Lecture 14 (3/28) [John]: Distributed shortest paths algorithm that also handles negative edge weights: Bellman-Ford.
Intro to max flow: capacitated graphs, definition of flows on graph, and min-cut and max-flow problem statements. Chapter 7 slides.
Reading: Chapter 7.1 - 7.2.

Lecture 15 (3/30) [John]: Max-flow, min-cut. Weak duality. Ford-Fulkerson algorithm via augmenting paths on the residual graph. Proof of max-flow, min-cut theorem. Capacity scaling approach to efficient max-flow implementation.
Reading: Chapter 7.3-7.4.

Lecture 16 (4/4) [Dora]: Applications of max-flow, min-cut. Bipartite matching and the marriage theorem. Disjoint paths. Circulations. Chapter 7 application slides.
Reading: Chapter 7.5-7.7.

Lecture 17 (4/6) [Dora]: Polynomial-time reductions, demonstrating hardness of problems. Problems and reductions: independent set, vertex cover, set cover, 3-SAT. Slides.
Reading: Chapter 8.1-8.2.

Lecture 19 (4/11) [John]: P vs. NP. Definitions and elaboration. Notion of NP-Completeness. Circuit-SAT as "the first" NP-Complete problem. Slides.
Reading: Chapter 8.3-8.4.

- _DATASET ENTRIES_
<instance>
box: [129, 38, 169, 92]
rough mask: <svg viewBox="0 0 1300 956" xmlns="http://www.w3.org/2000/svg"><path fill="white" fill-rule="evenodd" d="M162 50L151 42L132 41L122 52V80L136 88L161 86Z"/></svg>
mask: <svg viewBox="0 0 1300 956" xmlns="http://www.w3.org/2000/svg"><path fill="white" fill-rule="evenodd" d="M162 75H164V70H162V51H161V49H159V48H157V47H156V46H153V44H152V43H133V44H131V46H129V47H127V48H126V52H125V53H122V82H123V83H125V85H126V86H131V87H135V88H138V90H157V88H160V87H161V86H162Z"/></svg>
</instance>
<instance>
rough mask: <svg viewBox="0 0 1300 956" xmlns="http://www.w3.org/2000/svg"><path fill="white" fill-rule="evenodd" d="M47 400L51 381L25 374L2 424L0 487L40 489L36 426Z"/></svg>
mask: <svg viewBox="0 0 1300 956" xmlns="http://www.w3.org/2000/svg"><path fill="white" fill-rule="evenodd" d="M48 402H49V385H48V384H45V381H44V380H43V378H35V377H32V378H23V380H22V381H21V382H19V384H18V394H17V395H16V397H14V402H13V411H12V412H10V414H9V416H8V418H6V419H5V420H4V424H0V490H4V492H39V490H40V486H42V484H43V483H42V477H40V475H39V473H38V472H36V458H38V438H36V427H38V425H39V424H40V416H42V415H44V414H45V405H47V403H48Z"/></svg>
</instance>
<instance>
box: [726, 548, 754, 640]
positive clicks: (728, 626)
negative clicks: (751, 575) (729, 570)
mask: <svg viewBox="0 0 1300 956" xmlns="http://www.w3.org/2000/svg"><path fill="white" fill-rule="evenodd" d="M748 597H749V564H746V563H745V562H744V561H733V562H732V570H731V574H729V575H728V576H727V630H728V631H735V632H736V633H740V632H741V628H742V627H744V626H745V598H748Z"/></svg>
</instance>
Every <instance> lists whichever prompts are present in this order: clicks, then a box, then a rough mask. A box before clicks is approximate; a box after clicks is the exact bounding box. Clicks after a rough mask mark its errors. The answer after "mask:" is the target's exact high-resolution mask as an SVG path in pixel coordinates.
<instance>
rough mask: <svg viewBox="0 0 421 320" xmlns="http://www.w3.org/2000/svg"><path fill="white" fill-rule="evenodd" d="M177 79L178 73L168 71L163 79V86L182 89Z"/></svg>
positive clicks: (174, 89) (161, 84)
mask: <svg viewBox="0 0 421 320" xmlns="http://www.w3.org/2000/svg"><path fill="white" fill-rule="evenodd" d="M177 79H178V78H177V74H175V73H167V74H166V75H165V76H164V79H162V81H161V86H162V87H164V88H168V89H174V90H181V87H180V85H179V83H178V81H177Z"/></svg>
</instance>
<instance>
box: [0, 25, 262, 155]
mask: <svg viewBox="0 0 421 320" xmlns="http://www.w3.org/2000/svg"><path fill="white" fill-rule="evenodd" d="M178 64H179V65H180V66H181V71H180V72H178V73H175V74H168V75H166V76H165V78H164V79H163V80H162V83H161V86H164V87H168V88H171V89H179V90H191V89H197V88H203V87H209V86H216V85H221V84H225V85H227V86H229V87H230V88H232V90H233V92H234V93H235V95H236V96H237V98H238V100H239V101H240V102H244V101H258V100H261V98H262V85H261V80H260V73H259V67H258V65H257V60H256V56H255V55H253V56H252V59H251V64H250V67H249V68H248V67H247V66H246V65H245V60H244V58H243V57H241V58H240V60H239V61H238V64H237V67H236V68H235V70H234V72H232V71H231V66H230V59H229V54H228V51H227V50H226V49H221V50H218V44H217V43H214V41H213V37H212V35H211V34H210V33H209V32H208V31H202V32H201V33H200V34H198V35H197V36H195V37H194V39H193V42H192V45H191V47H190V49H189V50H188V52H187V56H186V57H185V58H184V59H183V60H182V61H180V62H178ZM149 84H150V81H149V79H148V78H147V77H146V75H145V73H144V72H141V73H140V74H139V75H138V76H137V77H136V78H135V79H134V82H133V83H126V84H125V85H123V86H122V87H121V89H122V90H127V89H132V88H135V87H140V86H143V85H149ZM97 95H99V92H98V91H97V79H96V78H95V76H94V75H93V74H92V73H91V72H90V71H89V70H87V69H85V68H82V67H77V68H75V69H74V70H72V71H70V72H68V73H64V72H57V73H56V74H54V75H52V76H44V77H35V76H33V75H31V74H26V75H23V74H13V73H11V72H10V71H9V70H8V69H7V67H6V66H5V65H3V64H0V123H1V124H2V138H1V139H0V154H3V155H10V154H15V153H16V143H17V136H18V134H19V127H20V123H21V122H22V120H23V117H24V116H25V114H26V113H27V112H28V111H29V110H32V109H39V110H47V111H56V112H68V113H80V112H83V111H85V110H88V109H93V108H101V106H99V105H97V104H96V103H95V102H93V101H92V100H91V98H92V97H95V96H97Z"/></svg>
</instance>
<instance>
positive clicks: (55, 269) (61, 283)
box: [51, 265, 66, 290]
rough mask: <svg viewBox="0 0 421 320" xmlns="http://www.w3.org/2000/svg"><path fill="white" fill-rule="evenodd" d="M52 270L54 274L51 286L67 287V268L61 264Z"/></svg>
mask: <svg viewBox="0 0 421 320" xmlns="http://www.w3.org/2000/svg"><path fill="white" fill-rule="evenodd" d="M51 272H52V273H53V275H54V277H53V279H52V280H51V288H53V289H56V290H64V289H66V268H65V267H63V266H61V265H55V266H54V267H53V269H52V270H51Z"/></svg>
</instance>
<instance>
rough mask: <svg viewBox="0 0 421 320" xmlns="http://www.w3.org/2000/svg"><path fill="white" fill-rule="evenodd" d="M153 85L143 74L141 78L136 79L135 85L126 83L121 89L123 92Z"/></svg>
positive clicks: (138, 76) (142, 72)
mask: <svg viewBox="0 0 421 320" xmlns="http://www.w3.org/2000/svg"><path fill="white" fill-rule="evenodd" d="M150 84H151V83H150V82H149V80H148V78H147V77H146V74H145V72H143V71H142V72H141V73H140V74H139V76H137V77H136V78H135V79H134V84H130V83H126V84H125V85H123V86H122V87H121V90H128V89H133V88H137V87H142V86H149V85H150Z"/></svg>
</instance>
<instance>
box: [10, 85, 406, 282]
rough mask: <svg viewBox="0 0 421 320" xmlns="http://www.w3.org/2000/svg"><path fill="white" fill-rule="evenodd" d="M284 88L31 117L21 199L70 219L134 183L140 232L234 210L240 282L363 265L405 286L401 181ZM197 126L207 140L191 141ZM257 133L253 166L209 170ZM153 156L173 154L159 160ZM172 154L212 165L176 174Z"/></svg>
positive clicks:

- _TASK OBJECTIVE_
In the lecture schedule, what problem is presented as "the first" NP-Complete problem?

- _TASK SOLUTION_
Circuit-SAT